-- Opening Marker --

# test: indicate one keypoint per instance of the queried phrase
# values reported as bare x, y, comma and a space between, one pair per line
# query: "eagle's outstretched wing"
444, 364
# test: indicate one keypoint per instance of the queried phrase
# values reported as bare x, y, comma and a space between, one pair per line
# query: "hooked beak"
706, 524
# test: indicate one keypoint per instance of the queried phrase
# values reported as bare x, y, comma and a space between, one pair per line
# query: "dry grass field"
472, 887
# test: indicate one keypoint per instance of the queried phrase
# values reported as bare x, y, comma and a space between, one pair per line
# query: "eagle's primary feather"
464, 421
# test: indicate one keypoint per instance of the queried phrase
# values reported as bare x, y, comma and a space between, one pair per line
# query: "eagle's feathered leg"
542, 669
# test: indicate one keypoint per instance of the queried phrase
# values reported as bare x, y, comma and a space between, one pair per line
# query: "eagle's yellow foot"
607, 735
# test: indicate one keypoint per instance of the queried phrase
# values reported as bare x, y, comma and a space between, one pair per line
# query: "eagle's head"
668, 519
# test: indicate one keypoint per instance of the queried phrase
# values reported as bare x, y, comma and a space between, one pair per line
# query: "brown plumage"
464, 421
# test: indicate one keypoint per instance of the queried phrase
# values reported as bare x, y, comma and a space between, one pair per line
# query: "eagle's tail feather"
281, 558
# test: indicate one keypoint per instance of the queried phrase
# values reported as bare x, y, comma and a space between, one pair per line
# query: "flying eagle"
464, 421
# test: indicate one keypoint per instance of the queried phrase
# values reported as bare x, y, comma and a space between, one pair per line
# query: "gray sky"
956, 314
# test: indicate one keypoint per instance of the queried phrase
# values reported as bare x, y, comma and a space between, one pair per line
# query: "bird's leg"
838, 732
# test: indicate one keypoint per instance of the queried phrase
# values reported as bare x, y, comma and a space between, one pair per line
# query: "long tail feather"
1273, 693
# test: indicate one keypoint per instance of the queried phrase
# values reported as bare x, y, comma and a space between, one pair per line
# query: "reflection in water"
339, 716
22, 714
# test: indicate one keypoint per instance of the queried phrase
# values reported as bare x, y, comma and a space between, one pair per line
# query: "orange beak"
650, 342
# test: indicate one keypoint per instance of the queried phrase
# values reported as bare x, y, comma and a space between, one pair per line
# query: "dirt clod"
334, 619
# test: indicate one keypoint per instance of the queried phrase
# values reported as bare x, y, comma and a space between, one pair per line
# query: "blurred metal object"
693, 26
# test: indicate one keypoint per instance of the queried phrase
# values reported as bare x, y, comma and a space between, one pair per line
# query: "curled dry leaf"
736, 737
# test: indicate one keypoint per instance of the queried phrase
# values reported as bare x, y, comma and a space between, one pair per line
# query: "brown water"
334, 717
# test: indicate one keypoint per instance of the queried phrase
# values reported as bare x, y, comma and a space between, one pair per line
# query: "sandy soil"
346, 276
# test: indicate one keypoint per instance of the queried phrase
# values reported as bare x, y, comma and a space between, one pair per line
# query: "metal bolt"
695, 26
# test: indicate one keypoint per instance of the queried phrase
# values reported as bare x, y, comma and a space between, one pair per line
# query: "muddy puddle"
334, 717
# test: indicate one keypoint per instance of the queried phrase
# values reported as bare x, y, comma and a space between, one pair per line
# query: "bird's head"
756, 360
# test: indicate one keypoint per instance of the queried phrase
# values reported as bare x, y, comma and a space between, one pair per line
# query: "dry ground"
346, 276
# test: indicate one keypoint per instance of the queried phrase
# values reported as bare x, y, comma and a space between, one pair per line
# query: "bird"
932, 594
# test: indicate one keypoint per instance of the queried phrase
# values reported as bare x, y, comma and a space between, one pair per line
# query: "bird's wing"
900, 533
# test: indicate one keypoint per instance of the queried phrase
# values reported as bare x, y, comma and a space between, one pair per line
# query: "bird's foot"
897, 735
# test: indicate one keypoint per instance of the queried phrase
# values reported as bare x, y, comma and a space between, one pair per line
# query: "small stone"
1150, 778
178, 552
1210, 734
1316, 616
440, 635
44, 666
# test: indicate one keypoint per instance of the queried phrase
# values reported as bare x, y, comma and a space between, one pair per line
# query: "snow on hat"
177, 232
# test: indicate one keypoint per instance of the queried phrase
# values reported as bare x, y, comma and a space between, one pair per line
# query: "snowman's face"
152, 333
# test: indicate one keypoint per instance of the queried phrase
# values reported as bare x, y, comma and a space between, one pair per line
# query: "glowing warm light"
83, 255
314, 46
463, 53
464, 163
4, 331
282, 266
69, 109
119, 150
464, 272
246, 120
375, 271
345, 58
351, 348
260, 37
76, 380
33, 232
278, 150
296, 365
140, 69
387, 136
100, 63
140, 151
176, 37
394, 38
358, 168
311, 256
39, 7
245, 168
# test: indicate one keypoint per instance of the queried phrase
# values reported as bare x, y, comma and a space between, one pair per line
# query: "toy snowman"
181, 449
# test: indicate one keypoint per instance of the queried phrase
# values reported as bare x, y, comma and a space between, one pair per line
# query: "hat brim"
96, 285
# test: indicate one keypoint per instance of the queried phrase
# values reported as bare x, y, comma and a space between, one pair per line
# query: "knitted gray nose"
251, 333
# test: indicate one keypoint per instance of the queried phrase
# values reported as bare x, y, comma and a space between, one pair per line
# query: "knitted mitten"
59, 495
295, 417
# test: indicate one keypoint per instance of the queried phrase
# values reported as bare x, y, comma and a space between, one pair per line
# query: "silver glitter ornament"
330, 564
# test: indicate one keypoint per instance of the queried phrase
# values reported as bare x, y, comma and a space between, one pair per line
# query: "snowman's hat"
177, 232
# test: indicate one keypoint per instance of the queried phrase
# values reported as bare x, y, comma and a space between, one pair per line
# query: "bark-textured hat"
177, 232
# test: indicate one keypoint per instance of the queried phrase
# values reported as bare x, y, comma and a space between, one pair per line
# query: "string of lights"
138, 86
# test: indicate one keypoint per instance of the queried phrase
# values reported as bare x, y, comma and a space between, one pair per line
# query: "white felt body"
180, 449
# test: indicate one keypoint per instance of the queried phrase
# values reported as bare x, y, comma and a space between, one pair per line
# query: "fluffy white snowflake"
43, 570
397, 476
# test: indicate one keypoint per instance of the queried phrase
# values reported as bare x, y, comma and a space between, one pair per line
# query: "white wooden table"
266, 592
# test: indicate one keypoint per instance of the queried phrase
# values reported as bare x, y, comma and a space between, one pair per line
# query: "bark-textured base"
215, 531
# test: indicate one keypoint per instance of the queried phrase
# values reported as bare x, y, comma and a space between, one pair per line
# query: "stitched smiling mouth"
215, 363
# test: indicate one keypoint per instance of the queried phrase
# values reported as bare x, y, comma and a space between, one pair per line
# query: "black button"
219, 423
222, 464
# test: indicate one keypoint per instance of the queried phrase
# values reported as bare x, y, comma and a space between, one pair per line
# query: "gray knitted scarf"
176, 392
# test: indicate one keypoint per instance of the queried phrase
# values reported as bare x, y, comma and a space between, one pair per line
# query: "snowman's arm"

-- Closing Marker --

§ **What to work on**
Extract all of the data shown above without alteration.

§ **Your response**
# test: indicate one keypoint per instance of the queried phrase
# values reported as bare x, y, comma and a space between, one pair per line
# query: "eagle's outstretched wing"
444, 364
# test: indicate one keypoint per instance of the queried phrase
# values reported as bare x, y, comma and a space between, one pair per line
# query: "hooked beak"
706, 524
# test: indicate one keypoint per instance of the queried phrase
# values reported as bare x, y, comma and a space between, one pair per line
# query: "dry grass field"
472, 887
# test: indicate one keypoint per instance of the queried phrase
# values reported as bare x, y, comma and a space between, one pair per line
# query: "eagle's primary feather"
464, 421
# test: indicate one keypoint per instance of the queried phrase
# values reported as bare x, y, comma and a space between, one pair per line
# query: "eagle's feathered leg"
542, 669
# test: indicate one keypoint per instance of the queried phrase
# values reported as bare x, y, comma and a space between, one pair per line
# query: "eagle's yellow foot"
607, 735
# test: indicate one keypoint per instance of the queried phrase
# values reported as bare x, y, comma and a space between, one pair per line
# query: "eagle's head"
668, 519
# test: indicate one keypoint per instance of the queried phrase
# values reported as bare x, y, comma and a space between, one pair per line
# query: "brown plumage"
464, 421
# test: indicate one keypoint per instance of the queried phrase
# values reported as bare x, y, comma and a space between, one pair per line
# query: "eagle's tail feather"
281, 558
# test: indicate one keypoint per instance of the queried phrase
# values reported as bare x, y, comma and a space between, one pair per line
# query: "flying eagle"
464, 421
# test: indicate one keypoint per instance of the queried phrase
# values reported as bare x, y, comma and a space between, one pair per line
# query: "gray sky"
956, 314
# test: indicate one keypoint per instance of the queried phrase
# values reported as bare x, y, comma and a space between, one pair per line
# query: "bird's leg"
838, 732
# test: indicate one keypoint per instance of the queried phrase
# values reported as bare x, y, comma and a space between, one pair per line
# query: "long tail feather"
1273, 693
# test: indicate one keypoint per instance of the queried phrase
# values reported as bare x, y, comma and a space between, one pair per line
# query: "reflection in water"
339, 716
22, 714
# test: indicate one keypoint per instance of the queried phrase
# values reported as bare x, y, comma and a space between, one pair per line
# query: "orange beak"
650, 342
# test: indicate one keypoint per instance of the queried phrase
# values reported as bare x, y, comma and a space between, one pair per line
# query: "dirt clod"
334, 619
# test: indicate one keypoint per instance of the queried phrase
# values reported as bare x, y, comma and a space between, one pair per line
# query: "blurred metal object"
693, 26
# test: indicate one keypoint per instance of the queried phrase
# values reported as bare x, y, comma and a space between, one pair per line
# query: "curled dry leaf"
736, 737
# test: indicate one keypoint per instance of the queried phrase
# values reported as bare x, y, comma and a space between, one pair per line
# query: "brown water"
334, 717
# test: indicate one keypoint per instance of the queried phrase
# values reported as bare x, y, comma and a space between, one pair per line
# query: "sandy soil"
346, 276
# test: indicate one keypoint per instance of the queried phrase
# values reported as bare x, y, comma and a space between, one pair per line
# query: "metal bolt"
695, 26
# test: indicate one keypoint per instance of the queried phrase
# values reported as bare x, y, comma and a space between, one pair per line
# query: "muddy puddle"
334, 717
# test: indicate one keypoint per instance of the queried phrase
# values reported as bare x, y, comma and a space between, one pair per line
# query: "bird's head"
756, 360
# test: indicate one keypoint per instance of the queried phrase
# values reported as bare x, y, comma and a space between, one pair per line
# query: "dry ground"
346, 276
# test: indicate one keypoint per instance of the queried phrase
# values reported as bare x, y, comma and a space between, one pair per line
# query: "bird"
932, 594
# test: indicate one keypoint per instance of the queried phrase
# values reported as bare x, y, comma and a space between, one pair per line
# query: "bird's wing"
900, 533
# test: indicate one keypoint per instance of the queried phrase
# values reported as bare x, y, comma and a space between, one pair per line
# query: "bird's foot"
897, 735
# test: indicate one keypoint per instance of the queried phrase
# values reported as bare x, y, comma and a space between, one pair per line
# query: "small stone"
1150, 778
178, 552
1210, 734
1316, 616
440, 635
44, 666
# test: indicate one keypoint per instance of the queried phrase
# values reported as bare x, y, comma and a space between, one pair per line
# query: "snow on hat"
177, 232
# test: indicate one keypoint per instance of the queried phrase
# values reported as bare x, y, comma and a space between, one pair per line
# query: "snowman's face"
152, 333
# test: indicate one keypoint per instance of the queried phrase
# values reported as bare x, y, comma and a space between, one pair per line
# query: "glowing warm light"
83, 255
314, 46
463, 53
464, 163
4, 331
282, 266
69, 109
119, 150
464, 272
246, 120
375, 271
345, 58
351, 348
260, 37
76, 380
33, 232
278, 150
296, 365
140, 69
387, 136
100, 63
140, 151
176, 37
394, 38
358, 168
311, 256
39, 7
245, 168
# test: indicate one keypoint per instance of the queried phrase
# values reported as bare x, y, comma and a space between, one pair per line
# query: "toy snowman"
181, 449
# test: indicate one keypoint per instance of the queried phrase
# values reported as bare x, y, comma and a space between, one pair per line
# query: "hat brim"
96, 285
# test: indicate one keypoint per instance of the queried phrase
# values reported as bare x, y, comma and a space between, one pair per line
# query: "knitted gray nose"
251, 333
# test: indicate one keypoint per instance of the queried phrase
# values reported as bare x, y, comma and a space between, one pair per line
# query: "knitted mitten"
59, 495
295, 417
# test: indicate one keypoint per instance of the queried phrase
# values reported as bare x, y, comma and a space between, one pair per line
# query: "silver glitter ornament"
330, 564
# test: indicate one keypoint per instance of the queried phrase
# values reported as bare x, y, comma and a space between, one pair per line
# query: "snowman's hat"
177, 232
# test: indicate one keypoint per instance of the queried phrase
# values reported as bare x, y, comma and a space between, one pair per line
# query: "bark-textured hat"
177, 232
# test: indicate one keypoint per instance of the queried phrase
# values reported as bare x, y, comma and a space between, one pair per line
# query: "string of lights"
138, 86
# test: indicate one keypoint per instance of the queried phrase
# values reported as bare x, y, comma and a space between, one pair per line
# query: "white felt body"
180, 449
# test: indicate one keypoint per instance of the queried phrase
# values reported as bare x, y, comma and a space between, one pair per line
# query: "fluffy white snowflake"
43, 570
397, 476
# test: indicate one keypoint per instance of the queried phrase
# values reported as bare x, y, comma and a space between, one pair per line
# query: "white wooden table"
266, 592
# test: indicate one keypoint per instance of the queried phrase
# values reported as bare x, y, comma and a space between, one pair per line
# query: "bark-textured base"
215, 531
# test: indicate one keypoint per instance of the queried phrase
# values reported as bare x, y, comma and a space between, one pair per line
# query: "stitched smiling mouth"
215, 363
# test: indicate one keypoint per instance of the queried phrase
# values reported as bare x, y, comma and a space between, one pair per line
# query: "black button"
219, 423
222, 464
# test: indicate one keypoint per instance of the queried phrase
# values reported as bare x, y, comma and a space between, one pair per line
# query: "gray knitted scarf"
176, 392
# test: indicate one keypoint per instance of the queried phrase
# values reported as bare x, y, comma and a space between, one pair per line
# query: "snowman's arm"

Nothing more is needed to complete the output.